## begin

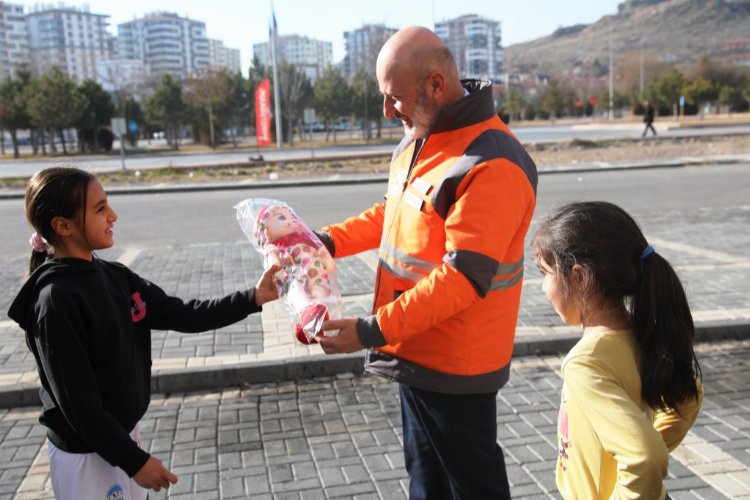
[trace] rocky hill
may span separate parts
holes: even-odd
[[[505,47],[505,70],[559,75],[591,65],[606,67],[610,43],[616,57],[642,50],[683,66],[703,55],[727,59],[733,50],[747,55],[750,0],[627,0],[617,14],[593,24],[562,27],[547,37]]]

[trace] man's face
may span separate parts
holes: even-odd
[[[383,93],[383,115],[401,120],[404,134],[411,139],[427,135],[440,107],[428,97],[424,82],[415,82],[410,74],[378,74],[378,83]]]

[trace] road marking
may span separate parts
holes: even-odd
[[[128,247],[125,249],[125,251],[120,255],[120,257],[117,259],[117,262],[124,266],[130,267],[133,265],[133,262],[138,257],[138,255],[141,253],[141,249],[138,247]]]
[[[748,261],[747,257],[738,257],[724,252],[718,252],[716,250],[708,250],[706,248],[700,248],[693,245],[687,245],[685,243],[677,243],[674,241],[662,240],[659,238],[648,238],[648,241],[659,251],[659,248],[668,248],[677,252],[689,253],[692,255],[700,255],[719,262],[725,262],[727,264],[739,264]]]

## end

**Task instructions**:
Convert every line of the records above into a numbered list, omitting blank lines and leaving the pictures out.

**Exercise result**:
1. [trace] rocky hill
2. may span separate parts
3. holes: even-odd
4. [[[505,47],[505,70],[559,75],[591,65],[606,67],[610,43],[616,57],[642,50],[683,66],[703,55],[727,59],[733,50],[747,55],[750,0],[627,0],[617,14],[593,24],[562,27],[547,37]]]
5. [trace] man's face
6. may span separate parts
7. holes: even-odd
8. [[[383,93],[383,115],[401,120],[404,134],[411,139],[427,135],[440,107],[428,97],[424,82],[415,82],[410,74],[378,74],[378,83]]]
9. [trace] road marking
10. may span separate parts
11. holes: even-odd
12. [[[128,247],[125,249],[125,251],[120,255],[120,257],[117,259],[117,262],[124,266],[130,267],[133,265],[133,262],[138,257],[138,255],[141,253],[141,249],[138,247]]]
13. [[[748,261],[747,257],[738,257],[724,252],[718,252],[716,250],[708,250],[706,248],[700,248],[693,245],[687,245],[685,243],[677,243],[674,241],[662,240],[659,238],[648,238],[648,241],[659,251],[659,248],[668,248],[677,252],[689,253],[692,255],[700,255],[719,262],[725,262],[727,264],[739,264]]]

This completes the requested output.